WHAT THE TASK REQUIRES | Render every line of the data below as a JSON array of strings, one string per line, omitting blank lines.
─── DATASET RECORDS ───
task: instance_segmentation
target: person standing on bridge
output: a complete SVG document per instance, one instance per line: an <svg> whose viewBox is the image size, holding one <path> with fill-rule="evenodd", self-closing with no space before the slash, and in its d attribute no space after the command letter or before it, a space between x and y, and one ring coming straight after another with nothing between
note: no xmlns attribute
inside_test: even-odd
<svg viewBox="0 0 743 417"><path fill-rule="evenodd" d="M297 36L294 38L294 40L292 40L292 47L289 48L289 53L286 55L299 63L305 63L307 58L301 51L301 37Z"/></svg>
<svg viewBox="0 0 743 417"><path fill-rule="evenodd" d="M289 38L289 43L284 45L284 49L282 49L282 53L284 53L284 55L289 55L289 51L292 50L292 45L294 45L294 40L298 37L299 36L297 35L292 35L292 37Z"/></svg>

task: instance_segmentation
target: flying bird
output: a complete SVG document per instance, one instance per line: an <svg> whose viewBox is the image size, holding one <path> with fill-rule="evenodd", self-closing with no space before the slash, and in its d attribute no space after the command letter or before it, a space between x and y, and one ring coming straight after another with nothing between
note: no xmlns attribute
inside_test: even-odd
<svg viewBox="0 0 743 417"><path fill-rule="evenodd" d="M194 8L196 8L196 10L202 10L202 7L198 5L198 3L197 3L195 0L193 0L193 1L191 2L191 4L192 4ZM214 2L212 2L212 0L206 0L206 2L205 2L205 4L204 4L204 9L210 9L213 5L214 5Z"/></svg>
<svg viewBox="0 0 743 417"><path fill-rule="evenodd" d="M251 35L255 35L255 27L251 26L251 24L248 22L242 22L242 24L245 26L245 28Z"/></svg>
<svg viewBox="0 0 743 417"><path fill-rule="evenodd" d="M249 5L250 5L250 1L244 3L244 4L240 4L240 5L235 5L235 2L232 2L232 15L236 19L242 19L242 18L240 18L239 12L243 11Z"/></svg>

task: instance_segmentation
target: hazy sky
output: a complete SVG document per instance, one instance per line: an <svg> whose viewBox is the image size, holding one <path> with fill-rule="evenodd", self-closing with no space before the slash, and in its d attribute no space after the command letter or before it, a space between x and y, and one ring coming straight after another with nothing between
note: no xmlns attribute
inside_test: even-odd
───
PROBLEM SOLUTION |
[
  "task: instance_segmentation",
  "target: person standing on bridge",
  "output: a complete SVG document per instance, one instance per line: an <svg> whose viewBox is the image size, holding one <path> with fill-rule=\"evenodd\", self-closing with no space before the slash, and in its d attribute no space after the command letter or before it, a space between x and y, and one ring coming straight after another with nothing between",
  "note: no xmlns attribute",
  "inside_test: even-odd",
  "<svg viewBox=\"0 0 743 417\"><path fill-rule=\"evenodd\" d=\"M297 36L294 38L294 40L292 40L292 47L289 48L289 53L286 55L299 63L305 63L307 58L301 51L301 37Z\"/></svg>",
  "<svg viewBox=\"0 0 743 417\"><path fill-rule=\"evenodd\" d=\"M289 38L289 43L284 45L284 49L282 49L282 53L284 53L284 55L289 55L289 51L292 50L292 45L294 45L294 40L298 37L299 36L297 35L292 35L292 37Z\"/></svg>",
  "task: instance_segmentation",
  "target: flying bird",
  "output: a complete SVG document per instance, one instance per line: an <svg> whose viewBox is the image size, holding one <path> with fill-rule=\"evenodd\", self-closing with no space before the slash, and in its d attribute no space after the command letter or before it, a space between x and y, and one ring coming straight after another with nothing between",
  "note: no xmlns attribute",
  "inside_test: even-odd",
  "<svg viewBox=\"0 0 743 417\"><path fill-rule=\"evenodd\" d=\"M194 8L196 8L196 10L202 10L202 7L198 5L198 3L197 3L195 0L193 0L193 1L191 2L191 4L192 4ZM214 2L212 2L212 0L206 0L206 2L205 2L205 4L204 4L204 9L210 9L213 5L214 5Z\"/></svg>",
  "<svg viewBox=\"0 0 743 417\"><path fill-rule=\"evenodd\" d=\"M251 35L255 35L255 27L251 26L251 24L248 22L242 22L242 24L245 26L245 28Z\"/></svg>",
  "<svg viewBox=\"0 0 743 417\"><path fill-rule=\"evenodd\" d=\"M249 5L250 5L250 1L244 3L244 4L240 4L240 5L235 5L235 2L232 2L232 15L236 19L242 19L242 18L240 18L239 12L243 11Z\"/></svg>",
  "task: instance_segmentation",
  "target: hazy sky",
  "output: a complete SVG document per instance, one instance per line: an <svg> whose viewBox is the image size, holding one <path> with fill-rule=\"evenodd\", self-closing with no space before the slash, and in its d attribute no space after the command letter or before it, a space between x and y, and one ring coming straight after another with nothing between",
  "note: no xmlns attribute",
  "inside_test: even-odd"
]